**Your objective:**
For each line in the records, produce an exact copy.

━━ Data for the task

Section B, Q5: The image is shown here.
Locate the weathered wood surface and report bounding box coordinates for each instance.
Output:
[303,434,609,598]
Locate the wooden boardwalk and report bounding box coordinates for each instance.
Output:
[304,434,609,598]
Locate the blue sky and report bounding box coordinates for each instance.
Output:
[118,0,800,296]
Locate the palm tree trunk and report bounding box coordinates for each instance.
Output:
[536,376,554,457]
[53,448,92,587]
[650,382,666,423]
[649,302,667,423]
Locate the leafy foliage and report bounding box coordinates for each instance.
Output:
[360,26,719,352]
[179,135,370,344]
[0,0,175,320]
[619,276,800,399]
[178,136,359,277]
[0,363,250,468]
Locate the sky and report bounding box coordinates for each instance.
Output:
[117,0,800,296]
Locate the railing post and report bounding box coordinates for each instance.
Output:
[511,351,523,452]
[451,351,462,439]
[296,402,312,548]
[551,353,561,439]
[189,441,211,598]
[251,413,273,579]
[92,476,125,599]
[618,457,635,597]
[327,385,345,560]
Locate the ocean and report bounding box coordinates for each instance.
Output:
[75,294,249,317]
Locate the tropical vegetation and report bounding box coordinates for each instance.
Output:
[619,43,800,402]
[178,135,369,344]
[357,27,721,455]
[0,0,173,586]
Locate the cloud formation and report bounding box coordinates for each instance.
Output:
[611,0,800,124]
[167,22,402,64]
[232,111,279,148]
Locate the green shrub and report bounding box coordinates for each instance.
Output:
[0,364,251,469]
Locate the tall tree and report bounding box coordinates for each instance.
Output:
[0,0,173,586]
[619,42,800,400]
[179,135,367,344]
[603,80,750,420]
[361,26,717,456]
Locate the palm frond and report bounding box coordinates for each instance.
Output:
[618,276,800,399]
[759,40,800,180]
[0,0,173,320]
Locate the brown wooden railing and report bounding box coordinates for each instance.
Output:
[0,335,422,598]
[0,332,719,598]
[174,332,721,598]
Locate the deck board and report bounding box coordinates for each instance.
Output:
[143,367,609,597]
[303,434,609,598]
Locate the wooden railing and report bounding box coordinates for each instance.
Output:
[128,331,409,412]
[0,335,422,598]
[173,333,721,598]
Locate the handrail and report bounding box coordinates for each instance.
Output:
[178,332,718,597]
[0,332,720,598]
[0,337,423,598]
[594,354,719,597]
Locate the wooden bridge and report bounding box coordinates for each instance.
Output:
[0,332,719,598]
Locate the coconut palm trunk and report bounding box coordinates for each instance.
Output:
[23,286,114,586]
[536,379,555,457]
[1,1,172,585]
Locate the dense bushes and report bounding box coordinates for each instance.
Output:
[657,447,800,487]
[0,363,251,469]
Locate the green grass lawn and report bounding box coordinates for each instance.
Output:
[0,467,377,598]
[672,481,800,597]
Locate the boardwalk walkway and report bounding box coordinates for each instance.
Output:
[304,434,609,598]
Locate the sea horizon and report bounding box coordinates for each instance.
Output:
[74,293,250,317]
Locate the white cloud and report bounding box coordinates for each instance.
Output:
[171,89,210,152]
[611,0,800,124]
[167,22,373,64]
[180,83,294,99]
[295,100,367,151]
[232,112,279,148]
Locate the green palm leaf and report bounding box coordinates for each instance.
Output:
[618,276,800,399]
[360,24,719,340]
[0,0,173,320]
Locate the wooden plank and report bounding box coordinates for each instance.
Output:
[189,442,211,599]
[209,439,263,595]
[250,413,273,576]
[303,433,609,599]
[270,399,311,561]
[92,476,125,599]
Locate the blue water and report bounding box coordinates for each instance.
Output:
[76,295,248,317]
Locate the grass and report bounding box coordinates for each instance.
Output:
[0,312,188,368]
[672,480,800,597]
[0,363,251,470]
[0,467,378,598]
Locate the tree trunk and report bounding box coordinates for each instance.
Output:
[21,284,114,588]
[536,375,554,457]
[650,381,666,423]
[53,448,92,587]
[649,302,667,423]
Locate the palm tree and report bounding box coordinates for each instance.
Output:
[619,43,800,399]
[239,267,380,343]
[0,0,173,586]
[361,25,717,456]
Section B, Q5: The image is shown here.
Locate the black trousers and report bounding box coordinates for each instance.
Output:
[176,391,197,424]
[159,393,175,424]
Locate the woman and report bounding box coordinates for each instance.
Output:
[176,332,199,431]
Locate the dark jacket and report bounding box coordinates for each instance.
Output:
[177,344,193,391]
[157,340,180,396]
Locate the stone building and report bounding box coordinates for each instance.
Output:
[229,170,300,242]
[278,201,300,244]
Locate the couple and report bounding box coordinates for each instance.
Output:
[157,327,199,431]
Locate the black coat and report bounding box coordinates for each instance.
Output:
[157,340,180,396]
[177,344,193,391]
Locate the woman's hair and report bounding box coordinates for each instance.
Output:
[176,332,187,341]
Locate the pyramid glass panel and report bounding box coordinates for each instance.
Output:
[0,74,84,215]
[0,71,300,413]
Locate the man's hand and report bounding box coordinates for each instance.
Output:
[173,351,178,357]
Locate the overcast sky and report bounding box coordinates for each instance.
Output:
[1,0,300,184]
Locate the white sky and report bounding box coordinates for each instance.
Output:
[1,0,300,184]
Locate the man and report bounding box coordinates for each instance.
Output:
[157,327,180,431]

━━━━

**Result below:**
Section B, Q5: The image is shown here.
Locate the weathered wood surface and report bounding box coordinates for each instance.
Output:
[303,434,609,598]
Locate the wooden boardwalk and report bounding box coordinates for each instance.
Output:
[304,434,609,598]
Locate the blue sky and report bounding box coordinates for each instance.
Output:
[118,0,800,296]
Locate the palm tree trunk and report bounding box coordinates for each instance.
Output:
[536,376,554,457]
[53,448,92,587]
[650,382,666,423]
[649,302,667,423]
Locate the leafy foliage and report bounding box coordinates for each instance.
Output:
[360,26,719,352]
[179,135,370,344]
[0,0,175,320]
[619,276,800,399]
[178,136,359,277]
[0,363,250,468]
Locate the sky and report bounding box coordinates for each instance.
Output:
[117,0,800,296]
Locate the railing post and report bounding box coordinates for each instance.
Output:
[511,351,523,452]
[451,351,462,439]
[296,402,312,548]
[551,353,561,439]
[189,441,211,598]
[251,413,273,579]
[92,476,125,599]
[618,457,635,597]
[327,385,345,560]
Locate the ocean and report bounding box coordinates for each instance.
Output:
[75,294,249,317]
Locate the tropical vegetation and report bounding box coordinates for each instance.
Output:
[619,43,800,402]
[178,135,369,344]
[357,27,721,455]
[0,0,173,586]
Locate the cloud formation and report bounding box coordinates for each instance.
Output:
[611,0,800,124]
[167,22,402,64]
[232,111,279,148]
Locate the green shrub and report bounding box coordinates for each instance.
Output:
[0,364,251,469]
Locate the tall tree and report bounding box coordinates for each instance.
Output:
[0,0,173,586]
[619,42,800,400]
[179,135,367,344]
[603,80,750,420]
[361,26,717,456]
Locate the palm frond and report bounding box coordinates for each instance.
Output:
[618,276,800,399]
[759,40,800,180]
[0,0,173,320]
Locate the brown wooden railing and report bounding box coordinates for each instance.
Output:
[0,335,422,598]
[0,332,719,598]
[174,332,721,598]
Locate the deck board and report bounding box coordinates for each instance.
Output:
[143,367,609,597]
[303,434,609,598]
Locate the wooden railing and report bounding box coordinates for each instance.
Output:
[128,331,409,412]
[0,335,422,598]
[173,333,721,598]
Locate the handrail and report bounding box coordinates for each instance.
Output:
[178,332,718,597]
[0,332,720,598]
[0,337,423,598]
[594,354,719,597]
Locate the wooden bridge and report bounding box coordinates for each instance.
Output:
[0,332,719,598]
Locate the coconut palm trunk and report bounding box coordinates for each instance.
Output:
[23,286,114,586]
[536,379,555,457]
[1,1,172,585]
Locate the dense bushes and report bounding box coordinates for each instance.
Output:
[657,447,800,487]
[0,363,251,469]
Locate the green grass lawn and report bounding box coordinates for each instance.
Output:
[0,467,377,598]
[672,481,800,597]
Locate the boardwalk walkway and report bounding box coordinates for each instance.
Output:
[304,434,609,598]
Locate the sea horizon and report bounding box coordinates for each instance.
Output:
[74,293,250,317]
Locate the white cloud and report bounding box coordinates for each instance.
Output:
[171,89,210,152]
[611,0,800,124]
[167,22,373,64]
[180,83,294,99]
[295,100,367,151]
[232,112,279,148]
Locate the green palm leaf and report bounding box coordinates for each instance.
Output:
[618,276,800,399]
[360,24,719,340]
[0,0,173,320]
Locate the wooden plank and report bounding box coordinates for each instance.
Output:
[189,442,211,599]
[209,439,263,595]
[250,413,273,576]
[303,433,609,599]
[270,399,311,561]
[92,476,125,599]
Locate the blue water and report bounding box coordinates for each instance.
Output:
[76,295,248,317]
Locate the grass and report bounding box coordinates for each instance.
Output:
[0,312,188,368]
[672,480,800,597]
[0,363,251,470]
[0,467,378,598]
Locate the tree trunk and report bounding box coordinates for each instance.
Output:
[21,284,114,588]
[536,375,554,457]
[650,381,666,423]
[53,448,92,587]
[649,302,667,423]
Locate the palm tree and report bounding box coordinates for each instance.
Output:
[619,43,800,399]
[239,267,380,343]
[0,0,173,586]
[361,25,717,456]
Section B, Q5: The image is shown here.
Locate the black trousers and report bounding box coordinates for each instance.
Output:
[176,391,197,424]
[159,393,175,424]
Locate the woman and report bounding box coordinates for each instance.
Output:
[176,332,199,431]
Locate the dark jacket and report bounding box coordinates for each instance.
Output:
[177,344,193,391]
[157,340,180,396]
Locate the stone building and report bounding box coordinates for each instance.
Output:
[229,170,300,242]
[278,201,300,244]
Locate the couple and report bounding box coordinates for each instance.
Output:
[157,327,199,431]
Locate the black coat and report bounding box coordinates for each instance.
Output:
[157,340,180,396]
[177,344,193,391]
Locate the woman's hair and report bounding box coordinates for each instance.
Output:
[176,332,187,341]
Locate the pyramid glass panel and report bounding box coordinates for each instance.
Output:
[0,74,84,215]
[0,71,300,413]
Locate the man's hand and report bounding box coordinates for each instance.
Output:
[173,351,178,357]
Locate the overcast sky and report bounding box coordinates for each instance.
Output:
[1,0,300,184]
Locate the white sky and report bounding box coordinates for each instance.
Output:
[1,0,300,184]
Locate the man and report bounding box coordinates for each instance.
Output:
[157,327,180,431]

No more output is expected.